**** Document section
Maybe this gives you the feeling for why Obama is not supporting the NSA as much as he could. He’s hoping that the NSA will catch the political fallout and he won’t have to deal with his part in all this. When you look at all the whistle blowers now claimed to be enemies of the state, with the DOJ going after them as breakers of confidential information it tells you this is a co-ordinated effort by both the security groups, lawmakers, and the administration to pull the wool over the public’s eyes.

There is a reason that most of the American people want to throw congress incumbents out of a job and replace them all, lock, stock, and barrel. Not just replace them but also replace the one that is from their home district to represent them. That’s a new direction from before when the public thought that all representatives except the one that was theirs should be thrown out.

It’s a call to action that congress critters better hear the message of if they like their jobs better than their ideology.

Anonymous Coward says:

Oversight Does Have Two Meanings

Maybe Congress is simply not aware that oversight can mean “to look over something as a review; oversee,” rather than the apparent meaning of, “to [unintentionally] fail to notice or do something.”
********
**** Data excerpts
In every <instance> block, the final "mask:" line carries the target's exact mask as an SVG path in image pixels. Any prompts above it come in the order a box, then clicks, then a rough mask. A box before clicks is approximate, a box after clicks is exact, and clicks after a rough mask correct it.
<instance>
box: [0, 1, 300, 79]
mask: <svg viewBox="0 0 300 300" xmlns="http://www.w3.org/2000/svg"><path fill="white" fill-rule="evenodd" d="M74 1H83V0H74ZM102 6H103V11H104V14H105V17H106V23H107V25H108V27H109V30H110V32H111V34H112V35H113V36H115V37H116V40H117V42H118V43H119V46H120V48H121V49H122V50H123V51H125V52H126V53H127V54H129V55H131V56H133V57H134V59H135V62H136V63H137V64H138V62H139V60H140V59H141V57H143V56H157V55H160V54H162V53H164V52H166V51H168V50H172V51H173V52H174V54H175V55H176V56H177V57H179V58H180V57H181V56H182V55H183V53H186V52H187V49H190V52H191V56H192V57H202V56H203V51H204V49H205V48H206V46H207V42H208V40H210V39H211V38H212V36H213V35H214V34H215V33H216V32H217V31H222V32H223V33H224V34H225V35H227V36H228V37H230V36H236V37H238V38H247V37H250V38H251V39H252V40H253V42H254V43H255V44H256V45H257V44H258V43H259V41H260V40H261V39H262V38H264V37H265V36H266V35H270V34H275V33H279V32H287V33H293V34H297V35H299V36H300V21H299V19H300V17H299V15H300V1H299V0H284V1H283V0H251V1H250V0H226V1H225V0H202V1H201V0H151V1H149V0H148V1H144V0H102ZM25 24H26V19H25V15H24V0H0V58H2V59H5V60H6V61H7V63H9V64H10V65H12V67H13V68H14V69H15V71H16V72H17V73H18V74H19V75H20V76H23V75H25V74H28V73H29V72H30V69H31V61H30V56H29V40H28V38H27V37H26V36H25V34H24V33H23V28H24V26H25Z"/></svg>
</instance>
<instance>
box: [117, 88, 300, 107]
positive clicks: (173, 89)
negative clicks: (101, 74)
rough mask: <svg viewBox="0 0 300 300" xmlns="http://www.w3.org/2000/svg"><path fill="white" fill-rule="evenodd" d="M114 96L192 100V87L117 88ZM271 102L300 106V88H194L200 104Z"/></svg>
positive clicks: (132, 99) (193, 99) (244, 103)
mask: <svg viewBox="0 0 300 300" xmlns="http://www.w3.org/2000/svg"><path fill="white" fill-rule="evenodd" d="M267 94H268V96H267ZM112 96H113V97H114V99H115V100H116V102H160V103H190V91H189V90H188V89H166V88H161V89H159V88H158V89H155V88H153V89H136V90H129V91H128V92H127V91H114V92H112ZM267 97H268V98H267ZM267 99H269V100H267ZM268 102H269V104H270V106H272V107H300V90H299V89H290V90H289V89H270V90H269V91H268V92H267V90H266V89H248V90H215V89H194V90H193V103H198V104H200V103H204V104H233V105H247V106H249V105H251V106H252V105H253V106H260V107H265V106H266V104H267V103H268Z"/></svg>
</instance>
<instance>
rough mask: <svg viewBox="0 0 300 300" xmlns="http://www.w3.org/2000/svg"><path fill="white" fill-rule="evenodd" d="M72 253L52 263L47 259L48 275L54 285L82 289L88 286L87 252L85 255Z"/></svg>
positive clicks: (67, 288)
********
__Exercise requirements__:
- a) In the passage on the NSA and Congress, rewrite the paragraph beginning "There is a reason that most of the American people" in fewer words, keeping its main facts.
- b) List every party that the passage on the NSA and Congress says is part of the co-ordinated effort to pull the wool over the public's eyes.
- c) Extract the portion of the passage on the NSA and Congress starting at "Maybe this gives" and ending at "the public’s eyes.".
The saved data entries are separate material and have no connection to the passage on the NSA and Congress.

__Answer section__:
- a) Most Americans want to replace every incumbent in Congress, including the one representing their own district. This is a shift from the past, when the public wanted all representatives thrown out except their own.

- b)
- the security groups
- lawmakers
- the administration

- c)
Maybe this gives you the feeling for why Obama is not supporting the NSA as much as he could. He’s hoping that the NSA will catch the political fallout and he won’t have to deal with his part in all this. When you look at all the whistle blowers now claimed to be enemies of the state, with the DOJ going after them as breakers of confidential information it tells you this is a co-ordinated effort by both the security groups, lawmakers, and the administration to pull the wool over the public’s eyes.